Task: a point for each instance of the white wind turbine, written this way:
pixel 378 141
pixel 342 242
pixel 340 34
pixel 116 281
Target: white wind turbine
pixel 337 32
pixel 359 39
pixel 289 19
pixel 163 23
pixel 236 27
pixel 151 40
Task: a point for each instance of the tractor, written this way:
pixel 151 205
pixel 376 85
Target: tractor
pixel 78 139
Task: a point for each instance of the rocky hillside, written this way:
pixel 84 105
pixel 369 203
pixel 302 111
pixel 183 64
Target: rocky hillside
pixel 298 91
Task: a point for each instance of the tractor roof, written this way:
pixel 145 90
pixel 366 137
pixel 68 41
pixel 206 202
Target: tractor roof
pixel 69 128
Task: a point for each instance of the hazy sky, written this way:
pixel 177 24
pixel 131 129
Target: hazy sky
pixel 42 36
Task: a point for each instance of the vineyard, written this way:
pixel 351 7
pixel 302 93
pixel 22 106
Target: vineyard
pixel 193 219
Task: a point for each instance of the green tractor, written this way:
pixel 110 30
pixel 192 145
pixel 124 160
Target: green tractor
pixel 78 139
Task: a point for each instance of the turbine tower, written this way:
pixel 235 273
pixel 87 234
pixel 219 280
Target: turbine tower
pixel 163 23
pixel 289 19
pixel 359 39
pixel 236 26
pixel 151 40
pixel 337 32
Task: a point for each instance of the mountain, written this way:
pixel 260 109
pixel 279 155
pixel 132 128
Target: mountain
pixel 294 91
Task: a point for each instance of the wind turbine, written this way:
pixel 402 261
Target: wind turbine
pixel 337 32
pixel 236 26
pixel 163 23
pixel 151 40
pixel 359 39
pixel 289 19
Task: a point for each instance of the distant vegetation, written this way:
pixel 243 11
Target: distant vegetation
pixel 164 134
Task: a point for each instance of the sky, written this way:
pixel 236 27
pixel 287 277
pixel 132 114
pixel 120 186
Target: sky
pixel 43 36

Exercise brief -> Rewrite all the entries above, replacing each "Target" with "Label" and leaving everything else unchanged.

Result of this task ->
Task: a point for each instance of the white wind turbine, written this way:
pixel 378 141
pixel 342 242
pixel 340 34
pixel 116 281
Label: white wind turbine
pixel 337 32
pixel 359 39
pixel 289 19
pixel 163 23
pixel 236 27
pixel 151 40
Task: a point for each instance of the tractor, written this way:
pixel 151 205
pixel 376 85
Label: tractor
pixel 78 139
Task: a point for each instance of the rocky hillside, written this way:
pixel 84 105
pixel 369 203
pixel 302 111
pixel 183 64
Label: rocky hillside
pixel 298 91
Task: a point for each instance of the tractor roof, written this way:
pixel 145 90
pixel 366 137
pixel 68 41
pixel 206 202
Label: tractor roof
pixel 69 128
Task: a point for each instance of the hazy sky, written this way:
pixel 177 24
pixel 131 129
Label: hazy sky
pixel 42 36
Task: a point for each instance of the vineyard, written this way:
pixel 351 7
pixel 302 93
pixel 22 106
Label: vineyard
pixel 193 219
Task: a point for each instance of the green tractor, written this way:
pixel 110 30
pixel 192 145
pixel 124 160
Label: green tractor
pixel 78 139
Task: a point for each instance of the turbine tower, written this way:
pixel 235 273
pixel 87 234
pixel 219 280
Label: turbine tower
pixel 163 23
pixel 289 19
pixel 359 39
pixel 236 26
pixel 151 40
pixel 337 32
Task: a point for each instance of the mountain, written this way:
pixel 260 109
pixel 279 155
pixel 132 128
Label: mountain
pixel 294 91
Task: a point for each instance of the wind turbine, written this way:
pixel 402 261
Label: wind turbine
pixel 337 32
pixel 236 26
pixel 163 23
pixel 151 40
pixel 359 39
pixel 289 19
Task: a point for each instance of the distant vegetation, written this way:
pixel 243 11
Label: distant vegetation
pixel 164 134
Task: a point for each instance of the sky, written this way:
pixel 236 27
pixel 287 277
pixel 132 114
pixel 120 186
Label: sky
pixel 43 36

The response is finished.